Directions for this task: Search the records below for the line containing "pixel 197 306". Output that line and all later lines exactly; output nothing else.

━━━ Data records ━━━

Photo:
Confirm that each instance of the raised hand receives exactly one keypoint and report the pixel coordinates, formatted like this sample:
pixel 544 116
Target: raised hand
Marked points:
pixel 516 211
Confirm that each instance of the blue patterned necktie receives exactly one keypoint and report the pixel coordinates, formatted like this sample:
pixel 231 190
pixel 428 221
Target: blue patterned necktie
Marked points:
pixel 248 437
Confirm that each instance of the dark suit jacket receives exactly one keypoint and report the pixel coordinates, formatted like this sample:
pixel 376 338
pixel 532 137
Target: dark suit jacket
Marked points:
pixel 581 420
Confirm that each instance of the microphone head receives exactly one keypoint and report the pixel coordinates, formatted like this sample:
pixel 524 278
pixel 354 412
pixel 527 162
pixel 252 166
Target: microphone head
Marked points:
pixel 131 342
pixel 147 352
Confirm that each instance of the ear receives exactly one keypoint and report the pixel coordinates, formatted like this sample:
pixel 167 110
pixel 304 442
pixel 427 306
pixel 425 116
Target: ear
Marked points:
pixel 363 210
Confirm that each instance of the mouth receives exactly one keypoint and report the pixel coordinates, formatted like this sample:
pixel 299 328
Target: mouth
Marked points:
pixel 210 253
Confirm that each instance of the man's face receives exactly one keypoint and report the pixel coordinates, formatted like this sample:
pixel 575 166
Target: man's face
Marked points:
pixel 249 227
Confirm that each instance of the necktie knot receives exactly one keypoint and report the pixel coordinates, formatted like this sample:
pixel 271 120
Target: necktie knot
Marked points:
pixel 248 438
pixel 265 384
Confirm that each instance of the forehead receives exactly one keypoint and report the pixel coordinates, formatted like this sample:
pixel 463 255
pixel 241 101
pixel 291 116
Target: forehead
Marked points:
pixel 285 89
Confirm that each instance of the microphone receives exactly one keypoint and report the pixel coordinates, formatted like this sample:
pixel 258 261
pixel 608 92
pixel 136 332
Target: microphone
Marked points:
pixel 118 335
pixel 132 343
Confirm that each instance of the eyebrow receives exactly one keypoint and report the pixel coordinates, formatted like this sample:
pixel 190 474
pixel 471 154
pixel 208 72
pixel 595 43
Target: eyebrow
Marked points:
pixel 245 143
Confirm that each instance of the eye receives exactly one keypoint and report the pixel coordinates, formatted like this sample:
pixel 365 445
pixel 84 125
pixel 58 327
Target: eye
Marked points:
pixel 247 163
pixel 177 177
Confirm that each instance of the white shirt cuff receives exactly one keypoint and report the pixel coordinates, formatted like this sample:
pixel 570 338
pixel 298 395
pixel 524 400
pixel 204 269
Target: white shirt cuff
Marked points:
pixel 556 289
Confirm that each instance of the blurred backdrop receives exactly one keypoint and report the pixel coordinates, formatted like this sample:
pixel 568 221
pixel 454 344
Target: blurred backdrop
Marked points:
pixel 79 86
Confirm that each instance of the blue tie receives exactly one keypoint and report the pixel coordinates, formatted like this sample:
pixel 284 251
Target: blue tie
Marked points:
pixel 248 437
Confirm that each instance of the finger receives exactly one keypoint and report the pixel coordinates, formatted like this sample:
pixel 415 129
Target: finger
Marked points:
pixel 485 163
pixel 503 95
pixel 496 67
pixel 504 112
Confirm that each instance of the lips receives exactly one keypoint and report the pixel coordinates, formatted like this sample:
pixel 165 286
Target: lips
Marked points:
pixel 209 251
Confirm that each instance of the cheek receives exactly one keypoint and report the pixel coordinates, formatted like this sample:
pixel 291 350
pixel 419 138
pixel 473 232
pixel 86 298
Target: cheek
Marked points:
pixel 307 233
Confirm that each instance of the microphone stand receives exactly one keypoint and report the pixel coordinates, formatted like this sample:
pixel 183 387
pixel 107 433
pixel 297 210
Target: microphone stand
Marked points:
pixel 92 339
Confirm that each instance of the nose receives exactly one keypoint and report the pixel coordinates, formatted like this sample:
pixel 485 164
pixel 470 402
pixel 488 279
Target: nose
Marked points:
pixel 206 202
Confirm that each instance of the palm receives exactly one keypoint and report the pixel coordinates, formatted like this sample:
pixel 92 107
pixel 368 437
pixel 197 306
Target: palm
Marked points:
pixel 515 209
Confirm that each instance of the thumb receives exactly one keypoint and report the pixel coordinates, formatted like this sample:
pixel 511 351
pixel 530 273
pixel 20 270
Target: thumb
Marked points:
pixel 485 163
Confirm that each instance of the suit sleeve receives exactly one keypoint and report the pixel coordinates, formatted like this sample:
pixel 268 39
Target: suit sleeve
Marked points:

━━━

Your solution:
pixel 197 306
Target: palm
Marked points:
pixel 515 209
Confirm that each instance of the thumb receives exactly one keypoint and report the pixel coordinates, formatted like this sample:
pixel 511 351
pixel 530 273
pixel 20 270
Target: thumb
Marked points:
pixel 485 163
Confirm that each instance of the suit sleeve receives exactly one keypoint and report the pixel coordinates, formatted like this sample:
pixel 268 39
Target: suit sleeve
Marked points:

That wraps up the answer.